● **Aim**
Render the entries from the line with "Note to the class: find the shallow" to the line with "pixel 644 429", both lines included, as a Markdown table with the columns Row and Entry text. Give each line its own numbered row, and leave out blank lines.

BEGIN

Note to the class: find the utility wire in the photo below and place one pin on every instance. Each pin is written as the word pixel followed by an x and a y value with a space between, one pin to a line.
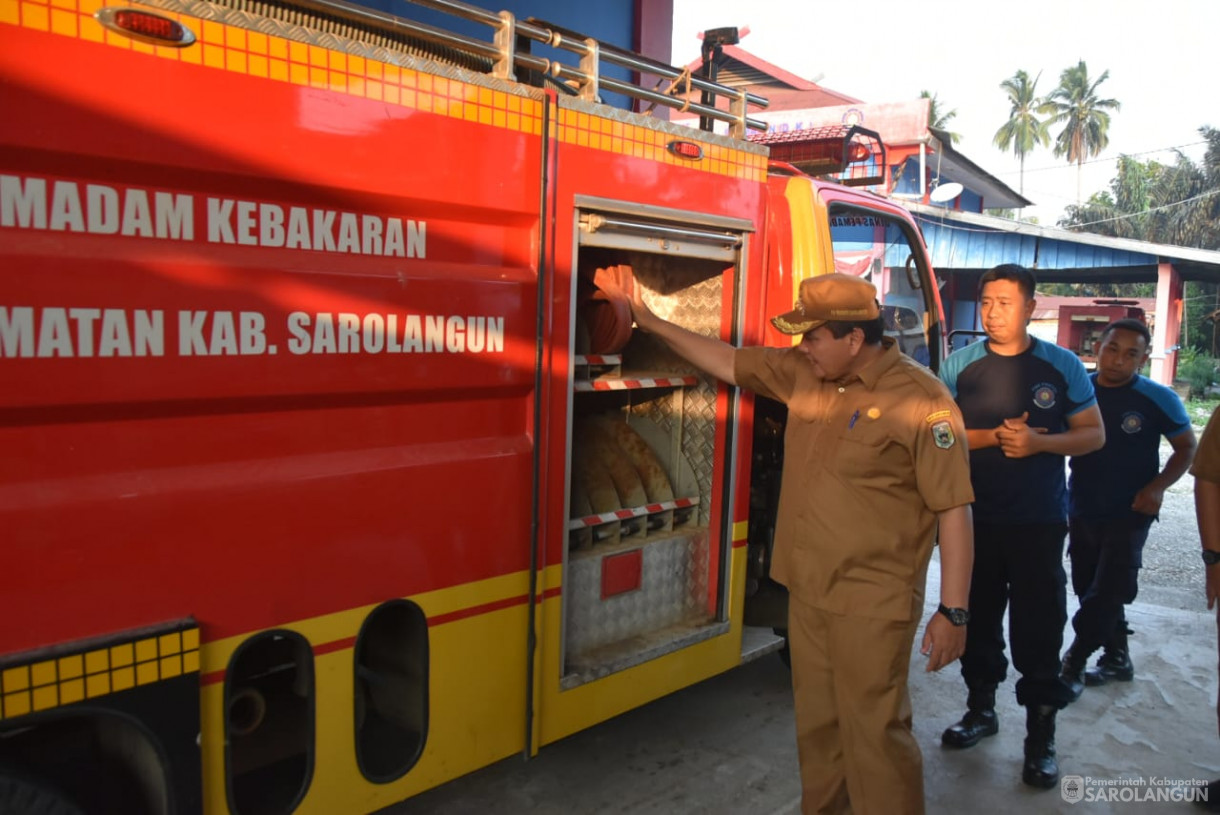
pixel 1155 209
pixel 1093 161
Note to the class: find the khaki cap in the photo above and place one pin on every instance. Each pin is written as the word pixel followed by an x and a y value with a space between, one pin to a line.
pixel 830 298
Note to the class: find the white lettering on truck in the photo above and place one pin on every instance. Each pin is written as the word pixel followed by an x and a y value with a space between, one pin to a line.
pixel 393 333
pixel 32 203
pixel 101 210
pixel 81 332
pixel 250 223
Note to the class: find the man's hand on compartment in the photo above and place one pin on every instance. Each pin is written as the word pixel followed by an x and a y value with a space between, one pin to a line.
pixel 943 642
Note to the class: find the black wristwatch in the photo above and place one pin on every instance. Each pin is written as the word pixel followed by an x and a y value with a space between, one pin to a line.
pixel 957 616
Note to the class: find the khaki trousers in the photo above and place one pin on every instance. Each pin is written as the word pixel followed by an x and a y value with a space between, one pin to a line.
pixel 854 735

END
BEGIN

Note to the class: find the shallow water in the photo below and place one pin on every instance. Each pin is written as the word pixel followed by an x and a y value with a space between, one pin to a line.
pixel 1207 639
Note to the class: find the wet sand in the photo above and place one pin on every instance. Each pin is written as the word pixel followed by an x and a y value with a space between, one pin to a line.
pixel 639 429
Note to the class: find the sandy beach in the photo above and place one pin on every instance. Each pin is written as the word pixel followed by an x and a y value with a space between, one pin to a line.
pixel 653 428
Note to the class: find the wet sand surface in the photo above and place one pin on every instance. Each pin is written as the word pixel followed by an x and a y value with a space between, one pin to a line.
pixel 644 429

END

● **Task response**
| Row | Entry text |
|---|---|
| 1 | Note to the class: find the shallow water in the photo below and place one pin on every instance. Each pin is written as the word pixel followed by an x and a y value with a space between, one pin to a line. |
| 2 | pixel 1207 639 |
| 3 | Note to the class: find the wet sand in the photo above and place one pin on every instance. Each pin is written as the word pixel followed by an x and a y value with a space between, one pin to a line. |
| 4 | pixel 639 429 |
| 5 | Note to the class: find the sandy beach in the photo above and place one pin on every instance. Each pin is written as the word pixel followed by an x and a y value with a space between, one pin to a line. |
| 6 | pixel 653 428 |
| 7 | Note to the class: find the wet sand surface in the photo above and place one pin on every instance. Each pin is written as the word pixel followed by an x and a y value with a space between, one pin to a line. |
| 8 | pixel 644 429 |